Give again, word for word, each line below starting at the one that contains "Query: standing boatman" and ending at the one that contains "the person wearing".
━━ SOURCE MATERIAL
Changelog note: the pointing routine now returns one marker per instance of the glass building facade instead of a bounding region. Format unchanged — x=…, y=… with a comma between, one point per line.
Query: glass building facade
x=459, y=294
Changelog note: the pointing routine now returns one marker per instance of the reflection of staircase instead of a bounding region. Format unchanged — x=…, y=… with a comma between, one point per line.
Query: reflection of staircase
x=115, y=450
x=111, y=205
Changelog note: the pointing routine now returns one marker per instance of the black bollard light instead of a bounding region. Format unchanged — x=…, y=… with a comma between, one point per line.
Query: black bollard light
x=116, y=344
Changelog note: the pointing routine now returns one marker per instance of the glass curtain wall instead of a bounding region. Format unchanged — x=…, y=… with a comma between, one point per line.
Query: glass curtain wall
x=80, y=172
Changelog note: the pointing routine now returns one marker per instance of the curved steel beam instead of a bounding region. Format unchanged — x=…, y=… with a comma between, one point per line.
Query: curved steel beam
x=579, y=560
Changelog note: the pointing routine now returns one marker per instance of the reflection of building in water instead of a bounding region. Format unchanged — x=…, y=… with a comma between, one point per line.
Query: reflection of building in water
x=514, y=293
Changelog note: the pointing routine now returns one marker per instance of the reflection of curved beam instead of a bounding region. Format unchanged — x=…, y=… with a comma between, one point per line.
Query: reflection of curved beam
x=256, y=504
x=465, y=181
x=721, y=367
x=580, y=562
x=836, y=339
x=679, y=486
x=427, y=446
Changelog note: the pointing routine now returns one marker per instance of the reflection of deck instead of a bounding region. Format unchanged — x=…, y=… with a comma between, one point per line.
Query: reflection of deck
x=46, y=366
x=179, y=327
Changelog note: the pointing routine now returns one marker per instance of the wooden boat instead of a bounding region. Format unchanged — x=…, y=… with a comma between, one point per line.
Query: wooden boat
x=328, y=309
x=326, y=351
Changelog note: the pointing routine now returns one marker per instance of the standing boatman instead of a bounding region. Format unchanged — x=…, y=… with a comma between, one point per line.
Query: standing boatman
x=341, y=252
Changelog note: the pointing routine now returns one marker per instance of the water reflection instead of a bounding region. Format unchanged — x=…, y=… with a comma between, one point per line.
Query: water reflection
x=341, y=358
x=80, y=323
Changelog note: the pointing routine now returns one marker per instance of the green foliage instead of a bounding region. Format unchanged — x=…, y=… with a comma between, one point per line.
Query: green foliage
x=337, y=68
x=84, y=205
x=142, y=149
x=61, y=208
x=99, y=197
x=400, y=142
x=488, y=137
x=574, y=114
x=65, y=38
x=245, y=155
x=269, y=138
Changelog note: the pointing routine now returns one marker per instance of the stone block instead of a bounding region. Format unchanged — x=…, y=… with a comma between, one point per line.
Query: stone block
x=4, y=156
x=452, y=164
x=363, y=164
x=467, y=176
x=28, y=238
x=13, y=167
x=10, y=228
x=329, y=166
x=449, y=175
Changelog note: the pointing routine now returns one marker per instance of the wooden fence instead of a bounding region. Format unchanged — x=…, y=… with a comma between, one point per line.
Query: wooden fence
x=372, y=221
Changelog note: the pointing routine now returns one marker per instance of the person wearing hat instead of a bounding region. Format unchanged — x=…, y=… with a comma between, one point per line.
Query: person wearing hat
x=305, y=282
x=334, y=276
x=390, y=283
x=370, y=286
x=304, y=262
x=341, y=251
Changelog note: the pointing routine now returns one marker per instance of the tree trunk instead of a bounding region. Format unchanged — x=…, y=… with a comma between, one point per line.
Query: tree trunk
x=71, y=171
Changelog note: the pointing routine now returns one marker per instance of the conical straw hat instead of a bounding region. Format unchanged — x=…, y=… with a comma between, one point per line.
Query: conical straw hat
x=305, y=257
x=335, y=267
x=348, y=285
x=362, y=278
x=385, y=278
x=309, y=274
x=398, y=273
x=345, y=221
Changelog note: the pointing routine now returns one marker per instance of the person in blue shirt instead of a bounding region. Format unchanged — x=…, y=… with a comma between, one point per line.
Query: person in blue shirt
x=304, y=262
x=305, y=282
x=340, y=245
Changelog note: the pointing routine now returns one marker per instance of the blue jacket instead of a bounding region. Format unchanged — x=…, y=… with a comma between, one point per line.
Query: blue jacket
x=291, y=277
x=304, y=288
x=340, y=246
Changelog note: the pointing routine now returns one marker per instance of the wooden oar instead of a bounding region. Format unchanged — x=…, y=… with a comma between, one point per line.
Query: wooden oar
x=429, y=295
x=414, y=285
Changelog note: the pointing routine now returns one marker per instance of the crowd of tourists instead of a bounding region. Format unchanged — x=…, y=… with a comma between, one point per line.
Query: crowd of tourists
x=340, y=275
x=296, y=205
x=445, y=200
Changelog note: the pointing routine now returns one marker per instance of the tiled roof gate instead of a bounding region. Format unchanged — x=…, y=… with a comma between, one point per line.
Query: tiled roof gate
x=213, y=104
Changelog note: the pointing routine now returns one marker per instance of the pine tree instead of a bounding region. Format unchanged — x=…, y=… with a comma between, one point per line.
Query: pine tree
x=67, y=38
━━━━
=== TASK SOLUTION ===
Query: standing boatman
x=341, y=252
Changelog note: the pointing routine now returns one marker per instance of the water reflection instead of a bounding region. Format unchanged — x=…, y=… with a comma between, one point per line.
Query: water reflection
x=341, y=358
x=80, y=323
Changelog note: the pointing routine now returns one marker per instance of the green foliage instead of a bounding region. Format unchanged — x=…, y=… with a comma between, one point per line.
Query: green foliage
x=337, y=68
x=84, y=205
x=142, y=149
x=61, y=208
x=99, y=197
x=400, y=142
x=488, y=137
x=574, y=114
x=65, y=38
x=245, y=155
x=269, y=138
Changelog note: the pointing routine now returns one marker per instance of the stone block instead of a bounding region. Format unchanged — x=…, y=… with a comma between, one point per line.
Query: stone block
x=4, y=156
x=452, y=164
x=363, y=164
x=467, y=176
x=28, y=238
x=13, y=167
x=10, y=228
x=329, y=166
x=449, y=175
Changelog note: the pointing routine now returns one marker per instance of the wooden fence instead of a bounding region. Format unchanged — x=…, y=… with a comma between, one point per line.
Query: wooden fence
x=372, y=221
Changelog note: the pointing routine now returns one marker per instance of the person wearing hat instead of a bounding region. Format unchanged — x=…, y=… with a comma between, one point per line.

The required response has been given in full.